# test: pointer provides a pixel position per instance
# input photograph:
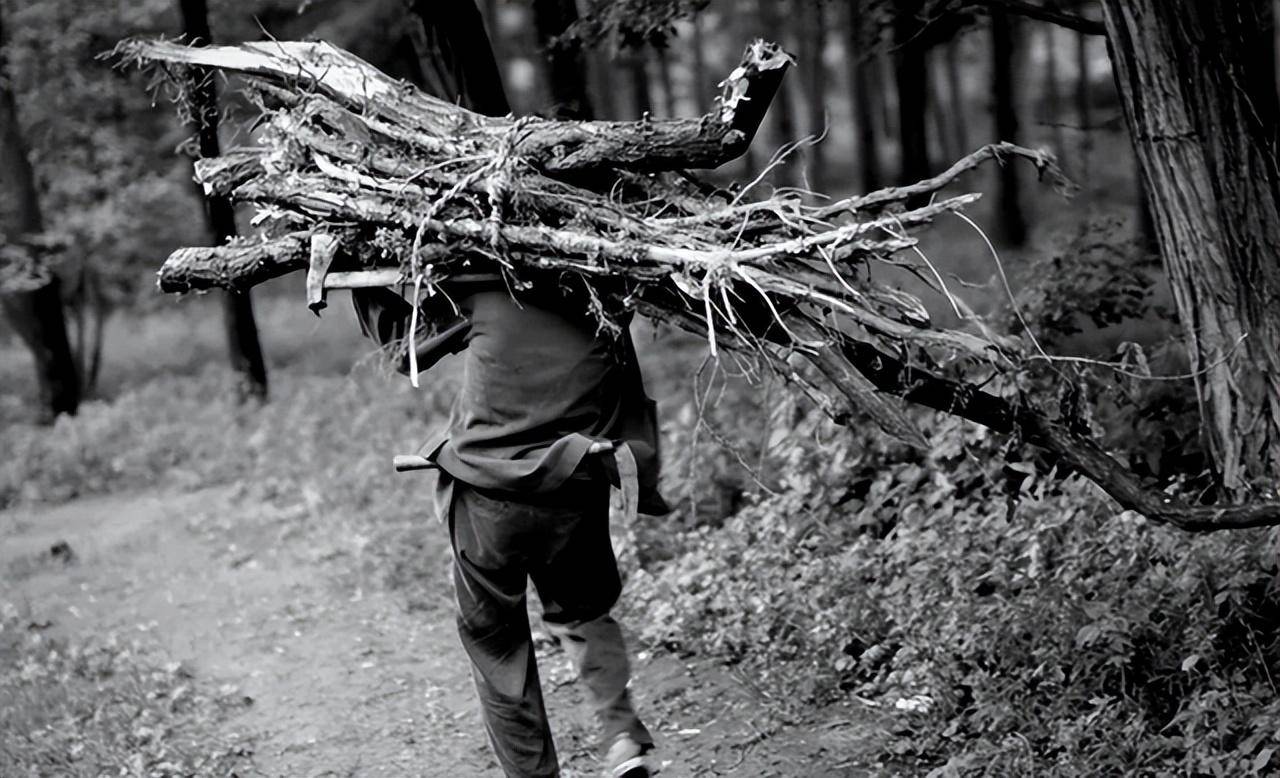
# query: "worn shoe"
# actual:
(626, 759)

*EXERCISE REQUIREMENTS:* Convert the entries above into a JSON list of strings with one string per line, omitting blank lines and leaving out the pictures.

*RESULT FOR THIS TASK:*
[
  "# test: pointer provides a pixel position per instance",
  "# input photograph:",
  "# query: \"worn shoe\"",
  "# actual:",
  "(626, 759)"
]